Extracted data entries
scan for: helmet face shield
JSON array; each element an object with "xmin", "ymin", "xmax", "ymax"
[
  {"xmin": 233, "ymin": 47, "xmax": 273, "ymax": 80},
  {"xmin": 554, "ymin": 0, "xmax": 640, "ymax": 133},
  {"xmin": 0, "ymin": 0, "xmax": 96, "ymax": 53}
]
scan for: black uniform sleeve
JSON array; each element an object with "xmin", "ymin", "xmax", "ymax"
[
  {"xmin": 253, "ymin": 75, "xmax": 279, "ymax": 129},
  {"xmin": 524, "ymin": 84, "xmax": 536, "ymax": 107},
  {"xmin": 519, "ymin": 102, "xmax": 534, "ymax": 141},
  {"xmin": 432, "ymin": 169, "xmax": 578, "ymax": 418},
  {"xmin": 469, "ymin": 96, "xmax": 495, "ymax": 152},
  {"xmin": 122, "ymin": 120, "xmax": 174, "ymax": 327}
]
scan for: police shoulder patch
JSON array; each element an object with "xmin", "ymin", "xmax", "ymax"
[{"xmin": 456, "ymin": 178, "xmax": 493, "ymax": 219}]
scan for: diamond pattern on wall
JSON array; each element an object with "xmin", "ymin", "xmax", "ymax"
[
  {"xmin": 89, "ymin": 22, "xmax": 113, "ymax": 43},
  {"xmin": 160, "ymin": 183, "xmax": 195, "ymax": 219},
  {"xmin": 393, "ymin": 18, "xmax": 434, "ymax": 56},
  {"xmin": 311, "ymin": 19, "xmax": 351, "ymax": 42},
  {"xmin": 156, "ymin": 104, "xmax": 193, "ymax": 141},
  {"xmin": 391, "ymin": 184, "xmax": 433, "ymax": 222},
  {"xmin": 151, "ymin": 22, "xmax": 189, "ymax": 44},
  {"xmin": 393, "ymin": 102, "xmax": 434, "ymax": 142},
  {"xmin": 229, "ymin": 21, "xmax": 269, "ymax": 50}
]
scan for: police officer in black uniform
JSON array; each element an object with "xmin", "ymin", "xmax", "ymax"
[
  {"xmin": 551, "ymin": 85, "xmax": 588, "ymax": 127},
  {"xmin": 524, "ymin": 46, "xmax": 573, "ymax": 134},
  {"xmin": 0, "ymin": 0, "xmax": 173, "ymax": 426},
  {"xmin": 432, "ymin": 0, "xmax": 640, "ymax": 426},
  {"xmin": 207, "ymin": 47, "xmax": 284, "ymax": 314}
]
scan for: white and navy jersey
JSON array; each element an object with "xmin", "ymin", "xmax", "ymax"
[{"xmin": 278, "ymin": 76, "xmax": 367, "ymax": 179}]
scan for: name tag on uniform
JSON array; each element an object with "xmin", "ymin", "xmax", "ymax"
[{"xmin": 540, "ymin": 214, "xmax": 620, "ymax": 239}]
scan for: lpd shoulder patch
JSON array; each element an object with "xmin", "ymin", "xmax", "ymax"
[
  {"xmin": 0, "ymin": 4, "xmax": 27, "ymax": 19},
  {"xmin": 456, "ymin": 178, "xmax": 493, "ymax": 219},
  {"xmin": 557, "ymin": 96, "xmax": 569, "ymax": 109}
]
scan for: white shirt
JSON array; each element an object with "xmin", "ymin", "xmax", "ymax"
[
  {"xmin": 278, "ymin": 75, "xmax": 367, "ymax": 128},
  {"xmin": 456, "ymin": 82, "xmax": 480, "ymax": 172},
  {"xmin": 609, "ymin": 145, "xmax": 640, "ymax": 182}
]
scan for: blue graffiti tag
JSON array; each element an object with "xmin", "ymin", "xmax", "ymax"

• _TASK DESCRIPTION_
Return every one of the rows above with its lines unchanged.

• _FINAL ANSWER_
scan for: helmet face shield
JSON array; each element an object with "xmin", "ymin", "xmax", "ymax"
[
  {"xmin": 233, "ymin": 47, "xmax": 273, "ymax": 80},
  {"xmin": 554, "ymin": 0, "xmax": 640, "ymax": 133},
  {"xmin": 0, "ymin": 0, "xmax": 96, "ymax": 53}
]
scan for: black uniform sleeve
JSON array; each element an object with "xmin", "ymin", "xmax", "ymax"
[
  {"xmin": 253, "ymin": 75, "xmax": 279, "ymax": 129},
  {"xmin": 524, "ymin": 84, "xmax": 536, "ymax": 107},
  {"xmin": 519, "ymin": 102, "xmax": 534, "ymax": 141},
  {"xmin": 432, "ymin": 169, "xmax": 578, "ymax": 418},
  {"xmin": 469, "ymin": 96, "xmax": 495, "ymax": 152},
  {"xmin": 122, "ymin": 120, "xmax": 174, "ymax": 327}
]
scan for: police shoulder patch
JSON array; each element an object with "xmin", "ymin", "xmax", "ymax"
[{"xmin": 456, "ymin": 178, "xmax": 493, "ymax": 219}]
scan for: diamond pattern on wall
JSON array; each element an object with "xmin", "ymin", "xmax", "ymax"
[
  {"xmin": 89, "ymin": 22, "xmax": 113, "ymax": 43},
  {"xmin": 160, "ymin": 183, "xmax": 195, "ymax": 219},
  {"xmin": 393, "ymin": 18, "xmax": 434, "ymax": 56},
  {"xmin": 311, "ymin": 19, "xmax": 351, "ymax": 42},
  {"xmin": 156, "ymin": 104, "xmax": 193, "ymax": 141},
  {"xmin": 391, "ymin": 184, "xmax": 433, "ymax": 222},
  {"xmin": 151, "ymin": 22, "xmax": 189, "ymax": 44},
  {"xmin": 393, "ymin": 102, "xmax": 434, "ymax": 142},
  {"xmin": 229, "ymin": 21, "xmax": 269, "ymax": 50}
]
scan for: police officer in black uniform
JSON array; each element an object with "xmin", "ymin", "xmax", "ymax"
[
  {"xmin": 551, "ymin": 85, "xmax": 588, "ymax": 127},
  {"xmin": 524, "ymin": 46, "xmax": 573, "ymax": 134},
  {"xmin": 0, "ymin": 0, "xmax": 173, "ymax": 426},
  {"xmin": 432, "ymin": 0, "xmax": 640, "ymax": 426},
  {"xmin": 207, "ymin": 47, "xmax": 284, "ymax": 314}
]
scan for: white and navy jersey
JSON array; each element an object with "xmin", "ymin", "xmax", "ymax"
[{"xmin": 278, "ymin": 76, "xmax": 367, "ymax": 179}]
scan for: name tag on uniform
JSON array; each element an object with "xmin", "ymin", "xmax", "ymax"
[{"xmin": 540, "ymin": 214, "xmax": 620, "ymax": 239}]
scan for: lpd shoulder patch
JSON array; each element an object with "xmin", "ymin", "xmax", "ymax"
[
  {"xmin": 0, "ymin": 4, "xmax": 27, "ymax": 19},
  {"xmin": 456, "ymin": 178, "xmax": 493, "ymax": 219},
  {"xmin": 557, "ymin": 96, "xmax": 569, "ymax": 109}
]
scan for: white shirt
JSON array; each element an object with "xmin", "ymin", "xmax", "ymax"
[
  {"xmin": 278, "ymin": 75, "xmax": 367, "ymax": 128},
  {"xmin": 456, "ymin": 82, "xmax": 480, "ymax": 172},
  {"xmin": 609, "ymin": 145, "xmax": 640, "ymax": 182}
]
scan for: blue graffiti tag
JSON array; each element an object with "xmin", "ymin", "xmax", "ymax"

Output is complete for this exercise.